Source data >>
╭──
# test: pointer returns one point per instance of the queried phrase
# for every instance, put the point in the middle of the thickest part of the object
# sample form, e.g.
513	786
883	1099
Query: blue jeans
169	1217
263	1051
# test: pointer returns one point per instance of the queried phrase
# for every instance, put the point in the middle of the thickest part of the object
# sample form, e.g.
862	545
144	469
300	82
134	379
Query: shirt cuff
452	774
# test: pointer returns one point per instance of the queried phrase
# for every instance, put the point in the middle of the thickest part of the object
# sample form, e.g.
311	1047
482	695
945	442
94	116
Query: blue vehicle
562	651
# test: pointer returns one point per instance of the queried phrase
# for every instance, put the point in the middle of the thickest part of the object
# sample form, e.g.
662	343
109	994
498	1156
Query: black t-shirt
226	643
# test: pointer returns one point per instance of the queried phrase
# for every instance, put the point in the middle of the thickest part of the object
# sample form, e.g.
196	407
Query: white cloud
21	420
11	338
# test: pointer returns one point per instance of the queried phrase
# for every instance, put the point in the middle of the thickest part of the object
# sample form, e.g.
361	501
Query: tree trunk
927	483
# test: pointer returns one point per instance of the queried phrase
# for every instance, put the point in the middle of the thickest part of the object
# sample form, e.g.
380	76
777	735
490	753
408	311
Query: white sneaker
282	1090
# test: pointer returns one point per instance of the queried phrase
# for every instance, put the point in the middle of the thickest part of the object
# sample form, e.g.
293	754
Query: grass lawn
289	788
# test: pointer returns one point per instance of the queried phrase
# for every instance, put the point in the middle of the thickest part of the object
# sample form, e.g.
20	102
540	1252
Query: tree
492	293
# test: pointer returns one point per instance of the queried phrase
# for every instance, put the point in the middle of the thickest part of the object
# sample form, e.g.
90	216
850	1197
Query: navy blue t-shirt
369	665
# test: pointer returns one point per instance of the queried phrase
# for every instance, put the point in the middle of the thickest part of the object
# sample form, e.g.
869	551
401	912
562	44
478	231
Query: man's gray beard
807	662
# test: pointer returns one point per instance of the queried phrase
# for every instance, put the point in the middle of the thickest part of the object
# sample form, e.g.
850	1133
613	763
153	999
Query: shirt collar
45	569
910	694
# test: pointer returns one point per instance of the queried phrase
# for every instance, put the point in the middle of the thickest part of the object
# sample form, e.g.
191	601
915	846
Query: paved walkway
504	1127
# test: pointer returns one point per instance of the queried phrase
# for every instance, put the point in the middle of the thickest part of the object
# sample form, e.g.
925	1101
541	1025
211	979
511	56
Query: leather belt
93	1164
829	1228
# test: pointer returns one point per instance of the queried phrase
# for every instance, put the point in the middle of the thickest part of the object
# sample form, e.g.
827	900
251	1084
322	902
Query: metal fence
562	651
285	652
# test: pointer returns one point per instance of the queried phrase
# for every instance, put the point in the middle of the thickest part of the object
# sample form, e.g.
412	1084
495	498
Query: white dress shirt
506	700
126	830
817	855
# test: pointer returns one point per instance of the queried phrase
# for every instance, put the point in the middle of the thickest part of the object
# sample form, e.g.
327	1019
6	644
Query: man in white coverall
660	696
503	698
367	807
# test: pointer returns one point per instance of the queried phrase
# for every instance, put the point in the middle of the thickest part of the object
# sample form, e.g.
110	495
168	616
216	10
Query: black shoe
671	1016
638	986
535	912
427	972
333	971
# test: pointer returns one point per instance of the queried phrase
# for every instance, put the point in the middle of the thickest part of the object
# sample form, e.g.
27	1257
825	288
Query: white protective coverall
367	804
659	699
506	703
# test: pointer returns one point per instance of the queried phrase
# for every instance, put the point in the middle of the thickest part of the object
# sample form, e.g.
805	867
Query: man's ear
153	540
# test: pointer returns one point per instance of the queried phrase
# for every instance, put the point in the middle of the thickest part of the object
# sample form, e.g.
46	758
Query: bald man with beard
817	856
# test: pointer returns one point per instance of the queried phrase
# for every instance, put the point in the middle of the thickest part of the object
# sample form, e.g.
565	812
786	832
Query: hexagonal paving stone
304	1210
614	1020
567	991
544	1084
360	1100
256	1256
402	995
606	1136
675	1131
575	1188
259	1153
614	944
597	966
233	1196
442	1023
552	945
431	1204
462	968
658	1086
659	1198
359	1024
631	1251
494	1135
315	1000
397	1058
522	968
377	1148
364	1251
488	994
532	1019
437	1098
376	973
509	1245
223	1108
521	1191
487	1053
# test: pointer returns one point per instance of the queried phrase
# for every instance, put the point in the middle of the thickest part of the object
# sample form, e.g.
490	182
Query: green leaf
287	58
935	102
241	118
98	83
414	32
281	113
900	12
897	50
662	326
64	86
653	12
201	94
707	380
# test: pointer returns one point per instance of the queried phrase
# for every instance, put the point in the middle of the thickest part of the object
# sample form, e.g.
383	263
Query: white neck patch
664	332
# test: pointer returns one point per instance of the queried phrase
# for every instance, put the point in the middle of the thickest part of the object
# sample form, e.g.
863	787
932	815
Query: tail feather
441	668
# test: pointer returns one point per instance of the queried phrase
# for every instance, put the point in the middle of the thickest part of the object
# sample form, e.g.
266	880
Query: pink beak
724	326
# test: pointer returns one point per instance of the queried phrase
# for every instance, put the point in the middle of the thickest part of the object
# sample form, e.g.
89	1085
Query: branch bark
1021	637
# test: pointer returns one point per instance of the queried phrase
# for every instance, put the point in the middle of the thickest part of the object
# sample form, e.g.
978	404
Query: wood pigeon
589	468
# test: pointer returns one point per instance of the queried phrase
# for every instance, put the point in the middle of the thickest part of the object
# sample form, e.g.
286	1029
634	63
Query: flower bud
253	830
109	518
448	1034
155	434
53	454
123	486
╰──
Your goal >> Set down each entry again, unchanged.

Expected answer >>
# test: pointer returns one point per instance of the queried phrase
# for every instance, put the point in the middle of the thickest part of the object
# sample form, e.g.
513	786
883	1099
Query: blue jeans
169	1217
263	1051
# test: pointer returns one point per instance of the queried phrase
# for every instance, put the point in the middle of the thickest part of the object
# sample form, e.g.
862	545
144	469
300	82
134	379
Query: shirt cuff
452	774
# test: pointer returns one point per instance of the queried phrase
# for every instance, put the point in the middle of the thickest part of the object
# sample form, e.g.
311	1047
482	695
945	442
94	116
Query: blue vehicle
562	651
# test: pointer returns one point per instance of the queried phrase
# for every instance, put the point in the middle of the thickest part of the object
# sample form, e.g.
662	343
109	994
498	1156
Query: black t-shirt
226	643
# test: pointer returns one point per instance of the queried phrase
# for every instance, put the point in the middle of the thickest part of the object
# sample form, e.g.
196	407
Query: white cloud
21	420
11	338
# test: pointer returns one point per instance of the queried phrase
# for every instance, put the point in the middle of the thickest part of the object
# sample form, e.g.
361	501
Query: tree trunk
927	483
# test: pointer returns one point per instance of the queried phrase
# for every instance, put the point in the middle of the thickest part of the object
# sample form, e.g.
380	76
777	735
490	753
408	311
Query: white sneaker
282	1090
# test: pointer returns one point per instance of the queried phrase
# for every instance, put the point in the middle of the thickest part of the object
# sample form, e.g.
293	754
Query: grass lawn
289	788
# test: pointer returns one point per instance of the queried phrase
# for every instance, put the point in the middle of the thickest part of the object
# sample form, e.g.
20	102
540	1252
Query: tree
492	293
# test: pointer returns one point per instance of the queried phrase
# for every instance, put the point in the middle of the thickest part of the object
# sample form, e.g.
90	216
850	1197
Query: navy blue t-shirt
369	665
# test: pointer returns one point per instance of the queried phrase
# for every instance, put the point in the middle of the thickest part of the object
# sample form, e.g.
869	551
401	912
562	44
478	231
Query: man's gray beard
807	662
# test: pointer returns one point per instance of the queried phrase
# for every instance, put the point in the middle of the thickest part of the object
# sample form, e.g.
850	1133
613	763
153	999
Query: shirt collar
45	569
910	694
# test: pointer returns one point per instance of the queried phrase
# for every instance, put the point in the middle of the thickest part of the object
# sample form, e.g.
191	601
915	846
Query: paved walkway
504	1127
# test: pointer returns one point per instance of the queried phrase
# for every instance, put the point in the middle of the thickest part of the object
# sample form, e.g.
925	1101
541	1025
211	979
511	56
Query: leather belt
93	1164
829	1228
# test: pointer returns one point per instance of the queried phrase
# for every instance, put the point in the middle of the thickest part of the object
# sample form, e.g.
827	900
251	1084
322	902
Query: metal fence
562	651
285	652
# test: pointer returns one point per instance of the queried phrase
# for every instance, put the point in the middle of the thickest part of the object
# sample form, e.g.
412	1084
495	498
Query: white dress shirt
506	700
126	830
817	855
# test: pointer returns one point per instance of the queried phrase
# for every instance, put the point in the middle of the thickest part of the object
# sample form, e.g.
327	1019
6	644
Query: man in white coverall
660	696
503	698
367	807
# test: pointer returns one point per instance of the queried phrase
# for every instance, put the point in the middle of the thickest part of the object
# sample form, e.g.
110	495
168	616
216	10
Query: black shoe
671	1016
638	986
535	912
427	972
333	971
# test: pointer returns one point per instance of the queried phrase
# for every instance, put the point in the middle of the thickest part of the object
# sample form, e.g.
27	1257
825	288
Query: white protective coverall
367	804
659	699
506	703
# test: pointer returns one point per instance of the queried phrase
# for every instance, put the point in the middle of the thickest part of the object
# sample form, e.g.
805	867
Query: man's ear
153	540
# test: pointer returns one point per instance of the queried phrase
# for every instance, put the point in the middle of the thickest part of the object
# sample form, e.g.
46	758
Query: bald man with beard
817	856
# test: pointer returns one point per instance of the queried phrase
# for every instance, put the point in the middle of the thickest part of the object
# sample form, e.g.
565	812
786	832
Query: hexagonal paving stone
304	1210
614	1020
567	991
544	1084
360	1100
256	1256
402	995
606	1136
675	1131
575	1188
259	1153
614	944
597	966
233	1196
442	1023
552	945
431	1204
462	968
658	1086
659	1198
359	1024
631	1251
494	1135
315	1000
397	1058
522	968
377	1148
364	1251
488	994
532	1019
437	1098
376	973
509	1245
223	1108
521	1191
487	1053
# test: pointer returns one point per instance of the queried phrase
# for every instance, put the point in the middle of the thickest part of the object
# sample form, e.g.
490	182
Query: green leaf
287	58
935	102
241	118
98	83
414	32
281	113
900	12
897	50
662	326
64	86
653	12
201	94
707	380
# test: pointer returns one point per instance of the queried phrase
# for every instance, put the point in the middle of the thickest part of the object
# sample form, e.g.
383	263
Query: white neck patch
664	332
# test: pointer returns one point per instance of the queried phrase
# for every instance, put the point in the middle of the thickest part of the object
# sample form, e.g.
863	787
932	815
Query: tail feather
441	668
# test: pointer returns one point per instance of the queried phrase
# for every instance, put the point in the middle of the thickest part of the object
# sample form, e.g.
266	880
Query: pink beak
724	326
# test: pointer returns one point per instance of the queried phrase
# for every instance, put the point in the middle of the thickest part of the object
# sample form, e.g.
89	1085
Query: branch bark
1021	637
# test: pointer returns one point per instance of the queried phrase
# for every instance, put the point in the middle of the thickest part of the object
# sample form, e.g.
978	404
Query: wood pigeon
589	468
# test: pointer returns one point per instance of the queried phrase
# for every instance, put the point in the middle of the thickest part of the object
# sample form, e.g.
286	1029
634	63
Query: flower bud
253	830
109	518
448	1034
155	434
53	454
123	486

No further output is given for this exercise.